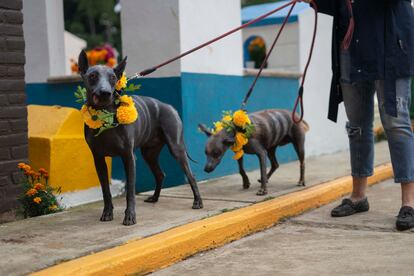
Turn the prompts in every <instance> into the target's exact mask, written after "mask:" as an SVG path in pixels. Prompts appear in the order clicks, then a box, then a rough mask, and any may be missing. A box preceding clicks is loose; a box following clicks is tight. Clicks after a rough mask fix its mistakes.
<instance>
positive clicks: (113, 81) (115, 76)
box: [109, 75, 117, 85]
mask: <svg viewBox="0 0 414 276" xmlns="http://www.w3.org/2000/svg"><path fill="white" fill-rule="evenodd" d="M109 81H110V82H111V84H112V85H114V84H115V82H116V81H117V79H116V76H115V75H110V76H109Z"/></svg>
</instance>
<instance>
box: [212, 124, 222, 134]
mask: <svg viewBox="0 0 414 276" xmlns="http://www.w3.org/2000/svg"><path fill="white" fill-rule="evenodd" d="M222 129H223V123H222V122H220V121H218V122H215V123H214V131H213V134H217V133H219V132H220V131H222Z"/></svg>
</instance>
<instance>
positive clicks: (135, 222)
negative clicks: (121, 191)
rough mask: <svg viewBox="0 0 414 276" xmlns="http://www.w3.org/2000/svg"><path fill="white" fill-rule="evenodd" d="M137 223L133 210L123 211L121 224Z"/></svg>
mask: <svg viewBox="0 0 414 276" xmlns="http://www.w3.org/2000/svg"><path fill="white" fill-rule="evenodd" d="M135 223H137V219H136V215H135V212H131V211H128V210H127V211H125V217H124V221H123V222H122V224H123V225H134V224H135Z"/></svg>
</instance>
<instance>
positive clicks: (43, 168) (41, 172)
mask: <svg viewBox="0 0 414 276" xmlns="http://www.w3.org/2000/svg"><path fill="white" fill-rule="evenodd" d="M39 173H41V174H45V173H47V171H46V169H45V168H40V169H39Z"/></svg>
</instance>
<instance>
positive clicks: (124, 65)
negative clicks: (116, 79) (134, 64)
mask: <svg viewBox="0 0 414 276" xmlns="http://www.w3.org/2000/svg"><path fill="white" fill-rule="evenodd" d="M126 60H127V57H124V59H123V60H121V62H120V63H119V64H118V65H117V66H116V67H115V68H114V72H115V75H116V77H117V78H118V79H120V78H121V77H122V73H124V71H125V67H126Z"/></svg>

* * * * * * *

*WHAT YOU SHOULD DO*. Print out all the material above exactly as it appears, omitting the images.

*EXPECTED ANSWER*.
Turn the prompts in every <instance> into the target's exact mask, written after "mask:" as an SVG path in pixels. Prompts appear in the order clicks, then a box, then a rough mask, and any may be missing. A box preceding clicks is loose; a box following clicks is tight. Clicks after a rough mask fix its mistakes.
<instance>
positive clicks: (113, 81) (115, 76)
box: [109, 75, 117, 85]
mask: <svg viewBox="0 0 414 276" xmlns="http://www.w3.org/2000/svg"><path fill="white" fill-rule="evenodd" d="M109 81H110V82H111V84H112V85H114V84H115V82H116V81H117V79H116V76H115V75H110V76H109Z"/></svg>
</instance>
<instance>
box: [212, 124, 222, 134]
mask: <svg viewBox="0 0 414 276" xmlns="http://www.w3.org/2000/svg"><path fill="white" fill-rule="evenodd" d="M222 129H223V123H222V122H220V121H218V122H215V123H214V131H213V134H217V133H219V132H220V131H222Z"/></svg>
</instance>
<instance>
positive clicks: (135, 222)
negative clicks: (121, 191)
rough mask: <svg viewBox="0 0 414 276" xmlns="http://www.w3.org/2000/svg"><path fill="white" fill-rule="evenodd" d="M137 223L133 210L123 211L121 224Z"/></svg>
mask: <svg viewBox="0 0 414 276" xmlns="http://www.w3.org/2000/svg"><path fill="white" fill-rule="evenodd" d="M135 223H137V219H136V215H135V212H131V211H128V210H127V211H125V217H124V221H123V222H122V224H123V225H134V224H135Z"/></svg>
</instance>
<instance>
positive clicks: (43, 168) (41, 172)
mask: <svg viewBox="0 0 414 276" xmlns="http://www.w3.org/2000/svg"><path fill="white" fill-rule="evenodd" d="M39 173H41V174H45V173H47V171H46V169H45V168H40V169H39Z"/></svg>
</instance>
<instance>
positive clicks: (124, 65)
negative clicks: (116, 79) (134, 64)
mask: <svg viewBox="0 0 414 276" xmlns="http://www.w3.org/2000/svg"><path fill="white" fill-rule="evenodd" d="M126 60H127V57H124V59H123V60H121V62H120V63H119V64H118V65H117V66H116V67H115V68H114V72H115V75H116V77H117V78H118V79H120V78H121V77H122V73H124V71H125V67H126Z"/></svg>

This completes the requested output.